_What needs to be done_
Throughout the listing below, show every line in which "follows" occurs.

_Source records_
○ ○ ○ ○ ○

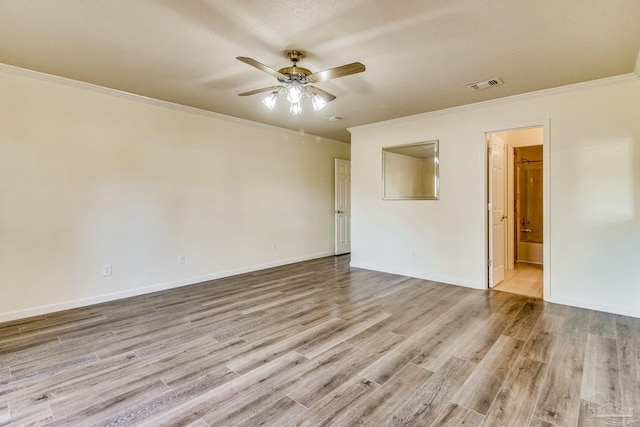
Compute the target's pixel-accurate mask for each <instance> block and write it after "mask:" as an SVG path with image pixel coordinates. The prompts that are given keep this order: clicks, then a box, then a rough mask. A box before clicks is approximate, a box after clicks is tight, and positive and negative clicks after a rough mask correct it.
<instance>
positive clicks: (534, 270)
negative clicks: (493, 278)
mask: <svg viewBox="0 0 640 427" xmlns="http://www.w3.org/2000/svg"><path fill="white" fill-rule="evenodd" d="M493 289H495V290H496V291H503V292H510V293H512V294H518V295H524V296H528V297H532V298H542V265H539V264H528V263H516V264H515V269H513V270H505V272H504V280H503V281H502V282H500V283H499V284H498V285H497V286H495V287H494V288H493Z"/></svg>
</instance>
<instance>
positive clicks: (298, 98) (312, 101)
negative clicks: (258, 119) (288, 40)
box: [262, 67, 327, 116]
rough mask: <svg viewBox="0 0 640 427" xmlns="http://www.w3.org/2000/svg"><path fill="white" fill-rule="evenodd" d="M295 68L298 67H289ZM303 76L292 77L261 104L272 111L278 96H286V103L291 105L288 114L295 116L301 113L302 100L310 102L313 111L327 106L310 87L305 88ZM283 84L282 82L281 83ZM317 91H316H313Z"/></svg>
mask: <svg viewBox="0 0 640 427" xmlns="http://www.w3.org/2000/svg"><path fill="white" fill-rule="evenodd" d="M290 68H297V69H298V70H299V69H300V68H299V67H290ZM304 77H306V76H305V75H304V74H298V75H292V76H291V81H290V82H289V83H287V84H286V85H285V86H281V87H279V88H277V90H274V91H273V92H271V93H270V94H269V95H267V96H266V97H264V98H263V99H262V103H263V104H264V105H265V106H266V107H267V108H268V109H270V110H273V109H274V108H275V106H276V103H277V102H278V96H280V95H283V96H286V98H287V101H289V102H290V103H291V106H290V107H289V112H290V113H291V114H292V115H294V116H297V115H299V114H300V113H302V100H303V99H309V100H311V106H312V107H313V110H314V111H320V110H322V109H323V108H324V107H326V106H327V100H325V99H324V98H323V97H322V96H321V94H320V93H318V92H315V91H314V89H315V88H313V87H312V86H307V82H306V79H305V78H304ZM283 83H284V82H283ZM315 90H317V89H315Z"/></svg>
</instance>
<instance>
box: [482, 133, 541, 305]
mask: <svg viewBox="0 0 640 427" xmlns="http://www.w3.org/2000/svg"><path fill="white" fill-rule="evenodd" d="M545 129H547V127H546V126H545V124H540V125H538V126H531V127H526V128H516V129H507V130H502V131H494V132H487V133H486V134H485V141H486V144H487V148H488V150H487V206H488V209H487V212H488V222H487V234H488V239H487V242H488V254H489V262H488V266H489V268H488V287H490V288H494V289H496V290H502V291H506V292H512V293H518V294H521V295H526V296H529V297H537V298H541V297H543V296H544V292H543V290H544V289H545V288H546V286H545V285H546V284H545V280H544V277H545V276H546V274H545V272H544V269H545V268H547V267H548V266H545V265H544V264H545V258H547V257H546V256H545V254H546V253H548V251H545V247H544V245H545V243H548V242H546V241H545V235H546V234H547V233H546V231H545V229H544V226H543V224H544V213H545V212H547V206H548V205H547V204H546V203H545V200H546V197H547V191H546V182H545V177H546V176H548V174H547V173H546V168H545V162H544V160H545V157H546V156H547V155H548V150H545V146H544V140H545V138H546V130H545Z"/></svg>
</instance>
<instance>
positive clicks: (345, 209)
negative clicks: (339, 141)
mask: <svg viewBox="0 0 640 427" xmlns="http://www.w3.org/2000/svg"><path fill="white" fill-rule="evenodd" d="M335 176H336V184H335V186H336V191H335V193H336V201H335V224H336V225H335V233H336V236H335V251H334V253H335V254H336V255H341V254H346V253H349V252H351V162H350V161H349V160H342V159H336V169H335Z"/></svg>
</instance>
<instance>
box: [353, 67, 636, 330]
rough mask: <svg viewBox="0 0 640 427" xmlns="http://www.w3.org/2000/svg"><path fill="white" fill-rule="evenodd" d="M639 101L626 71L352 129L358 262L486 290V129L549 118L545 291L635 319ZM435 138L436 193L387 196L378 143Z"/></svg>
mask: <svg viewBox="0 0 640 427" xmlns="http://www.w3.org/2000/svg"><path fill="white" fill-rule="evenodd" d="M639 106H640V79H638V77H637V76H636V75H628V76H620V77H617V78H612V79H607V80H602V81H597V82H589V83H587V84H582V85H575V86H571V87H566V88H559V89H557V90H550V91H543V92H539V93H533V94H527V95H523V96H517V97H512V98H507V99H503V100H497V101H494V102H487V103H481V104H476V105H470V106H465V107H461V108H454V109H450V110H446V111H440V112H436V113H431V114H424V115H418V116H414V117H407V118H403V119H398V120H393V121H389V122H385V123H378V124H372V125H368V126H361V127H358V128H354V129H351V131H352V145H351V156H352V170H353V176H352V195H353V199H352V206H353V207H352V224H353V226H352V241H353V244H352V258H351V259H352V265H354V266H356V267H364V268H370V269H374V270H381V271H390V272H394V273H399V274H406V275H410V276H415V277H423V278H427V279H433V280H439V281H442V282H447V283H454V284H459V285H464V286H470V287H476V288H486V281H487V268H486V262H487V255H488V254H487V226H486V221H487V214H486V202H487V201H486V143H485V132H488V131H499V130H505V129H513V128H519V127H526V126H527V125H529V124H538V125H540V124H545V125H546V126H547V128H546V132H547V133H546V135H547V138H548V140H546V141H545V147H544V150H548V151H547V154H546V155H547V156H548V161H546V162H545V170H546V172H545V173H548V182H547V183H546V184H545V185H547V186H548V187H547V196H548V198H549V199H548V206H547V209H548V210H549V211H548V215H547V216H545V251H548V254H547V257H548V260H545V299H546V300H548V301H552V302H558V303H563V304H570V305H576V306H581V307H588V308H593V309H598V310H603V311H609V312H613V313H621V314H629V315H632V316H636V317H640V286H639V284H640V262H638V260H640V108H639ZM433 139H438V140H440V147H439V148H440V150H439V154H440V165H439V169H440V200H438V201H394V202H388V201H383V200H381V197H380V179H379V177H380V175H381V170H380V168H381V148H382V147H388V146H393V145H403V144H408V143H412V142H417V141H428V140H433ZM546 179H547V178H546V177H545V180H546ZM547 233H548V234H547ZM547 236H548V238H547ZM414 253H415V254H416V255H417V256H414ZM547 261H548V262H547Z"/></svg>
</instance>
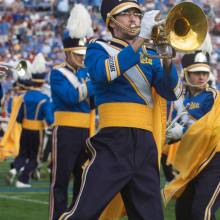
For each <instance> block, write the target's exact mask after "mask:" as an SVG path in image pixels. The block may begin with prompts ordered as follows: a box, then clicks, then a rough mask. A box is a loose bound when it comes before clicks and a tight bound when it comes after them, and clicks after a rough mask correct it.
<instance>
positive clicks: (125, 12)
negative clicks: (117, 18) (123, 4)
mask: <svg viewBox="0 0 220 220" xmlns="http://www.w3.org/2000/svg"><path fill="white" fill-rule="evenodd" d="M118 15H121V16H131V15H133V16H135V17H140V18H141V17H143V14H142V13H139V12H134V11H122V12H120V13H119V14H118Z"/></svg>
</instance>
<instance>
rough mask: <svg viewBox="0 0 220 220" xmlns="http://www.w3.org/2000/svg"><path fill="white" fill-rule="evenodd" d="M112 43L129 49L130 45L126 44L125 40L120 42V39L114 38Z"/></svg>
mask: <svg viewBox="0 0 220 220" xmlns="http://www.w3.org/2000/svg"><path fill="white" fill-rule="evenodd" d="M111 41H113V42H115V43H118V44H121V45H123V46H125V47H127V46H128V43H127V42H125V41H123V40H120V39H118V38H114V37H113V38H112V39H111ZM118 49H120V48H118Z"/></svg>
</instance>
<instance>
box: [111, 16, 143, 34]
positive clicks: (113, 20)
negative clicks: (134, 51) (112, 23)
mask: <svg viewBox="0 0 220 220" xmlns="http://www.w3.org/2000/svg"><path fill="white" fill-rule="evenodd" d="M110 19H111V20H112V21H113V22H114V23H115V24H116V25H117V26H118V27H120V28H121V29H123V30H125V31H127V32H128V33H130V34H132V35H134V36H137V35H138V34H139V32H140V28H139V27H138V28H128V27H126V26H125V25H123V24H121V23H120V22H118V21H117V20H116V19H115V18H114V17H112V16H111V17H110Z"/></svg>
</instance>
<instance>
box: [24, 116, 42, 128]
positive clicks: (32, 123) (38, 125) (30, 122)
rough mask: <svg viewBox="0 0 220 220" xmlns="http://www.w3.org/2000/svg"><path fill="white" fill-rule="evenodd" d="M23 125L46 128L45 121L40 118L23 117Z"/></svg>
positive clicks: (24, 125) (35, 127) (31, 126)
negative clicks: (24, 117) (41, 120)
mask: <svg viewBox="0 0 220 220" xmlns="http://www.w3.org/2000/svg"><path fill="white" fill-rule="evenodd" d="M22 127H23V128H25V129H29V130H36V131H39V130H43V129H44V128H45V125H44V122H43V121H40V120H29V119H26V118H25V119H23V120H22Z"/></svg>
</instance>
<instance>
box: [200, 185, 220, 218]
mask: <svg viewBox="0 0 220 220" xmlns="http://www.w3.org/2000/svg"><path fill="white" fill-rule="evenodd" d="M219 192H220V183H219V184H218V185H217V187H216V189H215V192H214V193H213V195H212V198H211V200H210V202H209V204H208V206H207V207H206V209H205V217H204V220H211V217H212V216H211V209H212V206H213V204H214V202H215V200H216V198H217V196H218V195H219Z"/></svg>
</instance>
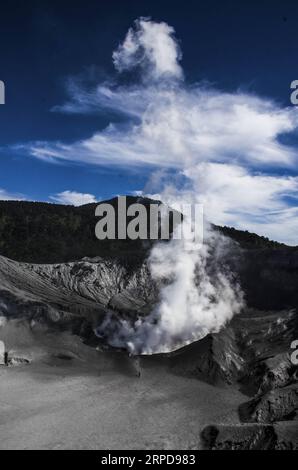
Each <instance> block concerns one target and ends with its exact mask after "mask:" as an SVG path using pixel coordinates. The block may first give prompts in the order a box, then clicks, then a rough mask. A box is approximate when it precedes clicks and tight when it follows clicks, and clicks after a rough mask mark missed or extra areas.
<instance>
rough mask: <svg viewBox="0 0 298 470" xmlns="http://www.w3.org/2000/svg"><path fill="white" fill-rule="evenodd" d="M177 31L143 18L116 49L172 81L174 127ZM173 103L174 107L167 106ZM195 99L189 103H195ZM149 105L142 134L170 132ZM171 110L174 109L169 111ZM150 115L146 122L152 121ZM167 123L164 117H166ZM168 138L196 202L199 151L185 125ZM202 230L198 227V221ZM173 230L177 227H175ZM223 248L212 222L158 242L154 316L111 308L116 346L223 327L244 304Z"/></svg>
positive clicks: (148, 341) (151, 74)
mask: <svg viewBox="0 0 298 470" xmlns="http://www.w3.org/2000/svg"><path fill="white" fill-rule="evenodd" d="M173 33H174V31H173V29H172V28H170V27H169V26H168V25H166V24H165V23H153V22H151V21H148V20H145V19H140V20H138V21H137V22H136V24H135V29H130V30H129V32H128V34H127V36H126V38H125V40H124V42H123V44H121V45H120V46H119V48H118V50H117V51H116V52H115V53H114V54H113V60H114V64H115V66H116V68H117V69H118V71H121V72H122V71H123V70H131V69H133V68H135V67H137V66H140V67H142V68H143V72H145V73H144V75H143V77H144V78H143V81H144V82H151V83H155V84H156V83H157V81H159V82H160V83H161V84H162V86H164V84H165V81H166V83H168V85H169V91H168V92H166V93H165V95H164V96H165V98H166V101H165V102H166V103H167V105H166V106H165V109H164V110H163V107H162V106H160V105H159V106H158V107H157V111H158V113H162V111H164V112H165V113H167V116H168V120H170V122H171V125H172V128H173V129H179V132H180V131H181V125H183V123H182V122H181V115H180V113H179V112H178V111H179V106H177V102H178V103H179V96H180V95H179V93H180V91H179V89H178V88H177V89H176V88H175V87H176V85H175V84H174V83H176V82H177V80H180V79H181V78H182V70H181V68H180V65H179V64H178V60H179V59H180V57H181V53H180V49H179V47H178V45H177V43H176V42H175V40H174V38H173ZM162 93H163V94H164V91H163V92H162ZM157 95H158V93H157ZM169 102H170V103H171V102H172V103H173V106H171V105H170V106H169ZM190 105H191V106H192V104H191V103H190ZM148 110H149V111H148ZM148 110H147V111H146V113H147V117H146V113H145V115H144V116H143V122H144V124H143V132H144V134H146V132H149V133H151V134H152V133H153V135H154V136H155V137H156V134H158V135H159V134H162V135H167V133H166V132H165V133H164V132H163V128H162V127H161V128H160V123H159V119H158V116H157V115H156V109H155V106H154V104H153V107H149V108H148ZM169 110H172V112H171V113H169ZM148 113H149V114H148ZM146 122H148V123H149V125H148V126H147V125H146ZM162 122H164V123H165V122H167V120H166V119H164V116H163V119H162ZM154 123H156V125H155V126H154ZM147 137H148V136H147ZM170 137H171V138H170V139H169V142H168V143H167V146H166V148H167V158H168V159H169V160H170V161H171V158H172V157H173V159H174V160H175V159H177V155H178V156H179V158H180V159H181V173H182V174H184V176H186V177H187V178H188V179H189V183H190V186H191V188H192V189H191V190H190V197H191V199H192V201H195V202H197V196H198V195H199V196H200V197H203V196H204V192H205V191H204V192H202V191H201V192H200V190H199V189H198V187H197V183H198V182H200V180H201V179H203V178H204V175H203V174H202V171H200V166H199V165H196V164H194V162H195V158H193V157H192V154H191V153H190V152H189V148H187V146H185V145H184V142H182V140H181V138H180V137H181V132H180V137H178V138H176V137H177V136H176V135H175V133H172V134H171V136H170ZM215 141H216V139H214V138H210V139H207V140H206V141H205V146H206V149H207V147H208V146H209V147H211V148H214V147H216V144H215ZM171 149H172V150H171ZM161 158H162V156H161ZM200 188H202V185H200ZM183 196H184V195H183V193H182V192H179V191H175V192H174V193H173V187H171V194H170V200H169V194H168V190H167V191H164V192H162V193H161V194H160V199H161V200H163V201H164V202H167V204H168V205H169V206H171V207H173V206H175V205H177V202H178V201H181V199H182V198H183ZM199 202H200V201H199ZM207 203H208V201H207ZM178 206H179V204H178ZM207 206H208V204H207ZM184 215H185V214H184ZM207 215H208V214H207ZM183 224H184V225H186V224H188V229H190V226H191V224H192V221H191V220H189V219H188V218H187V217H184V220H183ZM197 229H199V230H200V228H199V227H198V228H197ZM175 230H176V231H178V230H180V228H179V227H176V229H175ZM188 231H189V230H188ZM225 249H226V241H225V239H224V237H223V236H221V235H219V234H217V233H215V232H214V231H213V230H212V229H211V227H210V226H208V227H207V226H206V227H205V240H204V244H203V245H201V246H198V244H197V242H196V239H195V237H193V238H191V239H187V240H185V239H184V240H179V239H175V233H174V234H173V239H172V240H171V241H170V242H158V243H157V244H156V245H155V246H154V248H153V249H152V252H151V254H150V257H149V261H148V265H149V268H150V272H151V275H152V278H153V279H154V281H156V283H157V284H158V285H159V286H160V299H159V304H158V306H157V307H156V308H155V309H154V310H153V311H152V313H151V315H149V316H148V317H146V318H139V319H138V320H137V321H136V322H135V323H131V322H130V321H128V320H120V321H119V320H115V319H113V315H112V314H109V315H108V316H107V317H106V319H105V321H104V323H103V324H102V325H101V327H100V328H99V329H98V333H99V334H100V333H101V332H103V333H104V334H107V332H108V341H109V343H110V344H112V345H114V346H118V347H126V348H128V349H129V350H130V351H131V352H133V353H136V354H140V353H142V354H152V353H160V352H169V351H173V350H175V349H177V348H179V347H181V346H184V345H186V344H189V343H190V342H193V341H196V340H198V339H201V338H202V337H204V336H206V335H207V334H208V333H210V332H218V331H219V330H220V328H221V327H222V326H223V325H225V323H226V322H227V321H229V320H230V319H231V318H232V317H233V315H235V314H237V313H239V312H240V310H241V308H242V307H243V294H242V292H241V289H240V287H239V286H238V284H237V282H236V281H235V279H234V278H233V275H232V273H230V272H229V271H228V270H227V269H226V268H224V267H223V266H222V263H221V261H222V257H223V254H224V252H225ZM210 266H212V269H211V268H210Z"/></svg>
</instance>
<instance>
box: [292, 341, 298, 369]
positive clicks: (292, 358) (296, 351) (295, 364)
mask: <svg viewBox="0 0 298 470" xmlns="http://www.w3.org/2000/svg"><path fill="white" fill-rule="evenodd" d="M291 349H294V351H293V352H292V354H291V357H290V359H291V363H292V364H293V365H294V366H298V339H295V340H294V341H292V343H291Z"/></svg>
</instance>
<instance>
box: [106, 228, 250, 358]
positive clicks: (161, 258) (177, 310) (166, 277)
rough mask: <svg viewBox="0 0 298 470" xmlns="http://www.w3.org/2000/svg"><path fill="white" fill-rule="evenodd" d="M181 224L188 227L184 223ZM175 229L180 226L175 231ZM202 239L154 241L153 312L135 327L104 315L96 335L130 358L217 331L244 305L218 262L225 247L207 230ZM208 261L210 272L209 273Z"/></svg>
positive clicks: (151, 257)
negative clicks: (153, 279)
mask: <svg viewBox="0 0 298 470" xmlns="http://www.w3.org/2000/svg"><path fill="white" fill-rule="evenodd" d="M183 223H186V224H188V223H190V222H188V221H187V220H185V219H184V222H183ZM176 230H179V227H178V228H177V229H176ZM205 233H206V237H207V238H206V240H205V243H204V244H203V245H200V246H198V243H197V242H196V240H195V238H192V239H187V240H176V239H172V240H171V241H170V242H159V243H157V244H156V245H155V247H154V248H153V249H152V252H151V255H150V258H149V267H150V272H151V275H152V277H153V279H154V280H155V281H156V282H157V284H158V285H160V286H161V290H160V299H159V300H160V301H159V303H158V306H157V307H156V308H155V309H154V310H153V311H152V313H151V314H150V315H149V316H147V317H145V318H139V319H138V320H137V321H136V322H135V323H134V324H132V323H131V322H129V321H127V320H120V321H119V320H115V319H114V318H113V316H112V315H108V316H107V317H106V319H105V322H104V323H103V324H102V325H101V327H100V331H101V332H103V333H105V334H106V333H107V331H108V341H109V343H110V344H111V345H113V346H116V347H125V348H127V349H129V350H130V351H131V352H132V353H134V354H153V353H165V352H170V351H174V350H176V349H178V348H179V347H182V346H184V345H186V344H189V343H191V342H193V341H196V340H199V339H201V338H203V337H204V336H206V335H207V334H208V333H211V332H218V331H219V330H220V328H221V327H223V326H224V325H225V323H226V322H227V321H229V320H230V319H231V318H232V317H233V315H235V314H237V313H239V312H240V310H241V308H242V307H243V294H242V291H241V289H240V287H239V285H238V284H237V282H236V281H235V279H234V278H233V275H232V273H230V272H229V271H228V270H225V271H223V268H221V267H220V262H219V261H220V260H221V259H222V255H223V253H224V252H225V251H226V249H227V246H226V244H227V243H228V241H227V239H225V238H224V237H223V236H221V235H219V234H216V233H215V232H214V231H212V230H211V229H210V227H208V229H207V230H205ZM208 263H209V264H210V263H212V264H213V266H212V270H211V272H208Z"/></svg>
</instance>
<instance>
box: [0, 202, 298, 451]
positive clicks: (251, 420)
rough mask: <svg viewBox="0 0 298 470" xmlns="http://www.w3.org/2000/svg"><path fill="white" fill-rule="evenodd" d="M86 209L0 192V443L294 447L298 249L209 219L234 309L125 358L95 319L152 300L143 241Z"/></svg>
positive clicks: (157, 294) (126, 315) (145, 243)
mask: <svg viewBox="0 0 298 470" xmlns="http://www.w3.org/2000/svg"><path fill="white" fill-rule="evenodd" d="M131 202H134V199H133V198H132V199H131ZM145 202H146V201H145ZM147 203H148V201H147ZM94 209H95V205H92V204H91V205H88V206H83V207H79V208H74V207H70V206H58V205H50V204H42V203H26V202H0V254H1V256H0V340H2V341H4V342H5V345H6V347H7V349H8V352H9V360H10V363H9V365H10V366H11V367H5V366H1V367H0V388H1V401H0V416H1V419H0V427H1V443H0V448H110V449H112V448H148V449H149V448H165V449H173V448H181V449H187V448H189V449H196V448H211V449H284V448H286V449H297V448H298V420H297V410H298V386H297V366H295V365H294V364H293V363H292V362H291V360H290V355H291V352H292V351H291V349H290V346H291V343H292V341H294V340H295V339H298V320H297V306H298V289H297V286H298V249H296V248H292V247H287V246H285V245H281V244H277V243H274V242H270V241H269V240H267V239H265V238H262V237H258V236H257V235H253V234H249V233H247V232H240V231H237V230H234V229H229V228H218V227H216V228H214V230H215V231H217V232H219V233H221V234H222V235H224V236H225V237H227V238H229V239H230V240H231V247H232V248H230V249H229V250H227V252H226V253H225V256H223V257H222V259H221V263H222V265H223V266H224V267H225V266H226V267H227V268H228V269H229V270H231V271H232V272H233V273H234V275H235V277H236V278H237V281H238V282H239V284H240V286H241V289H242V291H243V293H244V297H245V303H244V304H243V308H242V309H241V312H240V313H238V314H237V315H235V316H234V317H233V318H232V319H231V320H230V321H227V322H226V324H225V325H224V326H223V327H222V328H221V329H220V331H216V332H211V333H209V334H208V335H206V336H204V337H203V338H202V339H200V340H199V341H196V342H193V343H192V344H189V345H186V346H184V347H183V348H179V349H178V350H176V351H172V352H168V353H164V354H154V355H143V356H141V357H140V358H139V359H138V363H137V365H136V360H135V359H134V358H131V357H129V356H128V353H127V351H126V350H125V348H122V349H119V348H118V349H117V348H113V347H112V346H111V344H110V343H109V335H110V334H111V333H112V332H111V329H112V328H113V325H114V324H115V323H113V322H112V323H109V324H108V325H107V328H106V333H105V330H104V328H102V325H103V322H104V321H105V320H106V318H107V315H108V317H112V318H113V319H114V321H117V319H121V320H123V319H124V320H125V321H135V320H136V319H138V318H146V317H147V316H148V315H149V314H150V312H151V311H152V310H153V309H154V308H155V307H156V305H157V304H158V302H159V296H160V289H161V286H160V285H159V283H158V282H156V281H155V280H154V279H152V276H151V274H150V269H149V267H148V254H149V252H150V249H151V243H149V242H142V241H135V242H131V241H126V240H124V241H117V240H115V241H106V242H100V241H98V240H96V238H95V236H94V226H95V222H96V221H95V217H94ZM210 273H211V274H212V257H211V258H210ZM100 326H101V328H100V332H101V334H98V327H100ZM136 369H138V370H136ZM139 369H140V371H141V377H140V378H138V377H137V375H138V373H139ZM2 436H4V437H2Z"/></svg>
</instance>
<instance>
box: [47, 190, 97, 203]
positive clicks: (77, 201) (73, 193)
mask: <svg viewBox="0 0 298 470" xmlns="http://www.w3.org/2000/svg"><path fill="white" fill-rule="evenodd" d="M50 199H51V200H52V201H53V202H57V203H58V204H69V205H72V206H82V205H84V204H90V203H93V202H97V201H98V199H97V198H96V197H95V196H94V195H93V194H88V193H79V192H77V191H69V190H66V191H62V192H61V193H57V194H54V195H52V196H50Z"/></svg>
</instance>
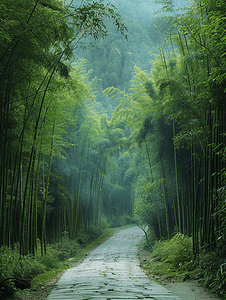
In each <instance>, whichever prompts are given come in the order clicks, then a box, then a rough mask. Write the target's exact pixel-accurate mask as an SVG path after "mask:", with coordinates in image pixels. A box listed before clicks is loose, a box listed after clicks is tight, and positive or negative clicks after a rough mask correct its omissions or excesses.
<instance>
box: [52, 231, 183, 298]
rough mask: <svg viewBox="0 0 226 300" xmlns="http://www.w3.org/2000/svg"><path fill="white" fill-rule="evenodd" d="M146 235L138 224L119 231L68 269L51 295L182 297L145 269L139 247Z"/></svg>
mask: <svg viewBox="0 0 226 300" xmlns="http://www.w3.org/2000/svg"><path fill="white" fill-rule="evenodd" d="M142 238H143V232H142V230H141V229H139V228H138V227H132V228H129V229H126V230H122V231H120V232H118V233H116V234H115V235H113V236H112V237H111V238H110V239H108V240H107V241H106V242H104V243H103V244H102V245H100V246H99V247H98V248H96V249H95V250H94V251H93V252H91V254H90V255H89V256H88V257H87V258H86V259H85V260H84V261H83V262H82V263H81V264H80V265H79V266H77V267H75V268H72V269H69V270H66V272H65V273H64V274H63V276H62V277H61V278H60V280H59V281H58V282H57V284H56V286H55V288H54V289H53V290H52V291H51V293H50V295H49V296H48V297H47V299H48V300H58V299H60V300H66V299H73V300H77V299H79V300H85V299H86V300H96V299H98V300H116V299H124V300H125V299H127V300H132V299H161V300H179V298H178V297H177V296H174V295H173V294H172V293H171V292H170V291H168V290H167V289H166V288H165V287H163V286H161V285H160V284H158V283H156V282H154V281H150V280H149V279H148V277H147V276H146V275H145V273H144V272H143V271H142V270H141V268H140V266H139V260H138V257H137V251H138V245H139V243H140V242H141V239H142Z"/></svg>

○ ○ ○ ○ ○

_Response to this task_
For each <instance> block, write the target's exact mask after "mask:" as an SVG path in image pixels. The block may begin with prompts ordered as follows: a box, then clicks, then a rough mask. A box is a loose bound when it comes before clicks and a tight bound when it comes after them, and clicks after a rough mask correct it.
Each <instance> block concerns one target and ends with its exact mask after "mask:" as an SVG path using pixel coordinates. The block may first give prompts in the order a box, then clicks, then a rough mask. A box is approximate when it precedes clicks and tight when it follows clicks, and clicks after a rough mask mark missed or extra areas.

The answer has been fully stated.